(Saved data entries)

───

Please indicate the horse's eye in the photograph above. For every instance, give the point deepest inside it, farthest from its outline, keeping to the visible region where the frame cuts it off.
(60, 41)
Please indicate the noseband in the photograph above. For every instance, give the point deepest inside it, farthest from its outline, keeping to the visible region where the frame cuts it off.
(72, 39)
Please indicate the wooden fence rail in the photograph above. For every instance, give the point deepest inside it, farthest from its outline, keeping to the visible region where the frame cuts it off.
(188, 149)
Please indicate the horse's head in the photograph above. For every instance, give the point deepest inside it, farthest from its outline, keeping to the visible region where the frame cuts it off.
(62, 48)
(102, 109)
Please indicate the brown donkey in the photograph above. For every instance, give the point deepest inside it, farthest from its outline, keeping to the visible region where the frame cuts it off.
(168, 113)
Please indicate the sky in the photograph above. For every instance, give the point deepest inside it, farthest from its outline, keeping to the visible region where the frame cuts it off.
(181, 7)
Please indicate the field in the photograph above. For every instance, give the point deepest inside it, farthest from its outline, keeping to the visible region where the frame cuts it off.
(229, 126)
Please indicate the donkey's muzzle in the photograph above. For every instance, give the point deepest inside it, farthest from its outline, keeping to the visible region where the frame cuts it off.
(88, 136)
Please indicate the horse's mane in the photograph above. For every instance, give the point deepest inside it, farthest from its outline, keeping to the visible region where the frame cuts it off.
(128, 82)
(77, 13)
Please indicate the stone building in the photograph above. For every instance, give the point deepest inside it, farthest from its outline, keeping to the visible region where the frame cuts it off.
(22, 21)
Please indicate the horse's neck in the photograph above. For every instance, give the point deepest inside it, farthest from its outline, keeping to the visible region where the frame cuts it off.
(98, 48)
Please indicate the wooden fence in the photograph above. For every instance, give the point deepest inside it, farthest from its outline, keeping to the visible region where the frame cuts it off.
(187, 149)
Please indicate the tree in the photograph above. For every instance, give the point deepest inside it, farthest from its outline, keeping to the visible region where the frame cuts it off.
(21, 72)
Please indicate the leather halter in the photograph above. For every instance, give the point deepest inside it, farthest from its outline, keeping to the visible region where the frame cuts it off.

───

ASSIGNMENT:
Reproduce the line that contains "Please indicate the horse's neck" and each line after it through the last line of the entries above, exactly; leave out all earlier lines.

TASK RESPONSE:
Please indicate the horse's neck in the photograph above. For every instance, give the point deepest inside it, farthest from its outline, keeping to the visible region where the frame cuts it off.
(98, 48)
Please indicate the wooden fence in the photograph above. For every instance, give the point deepest inside it, farthest from its outline, keeping to the visible region where the frame cuts it off.
(187, 149)
Please indicate the tree in the photograph above. For every instance, give the point deepest inside it, farthest from its outline, keeping to the visible region where the frame cuts it off.
(21, 72)
Please indicate the leather halter in the photograph above. For every instance, give the point deepest inside it, farthest from its outline, keeping to the visible region where the frame cuts it off.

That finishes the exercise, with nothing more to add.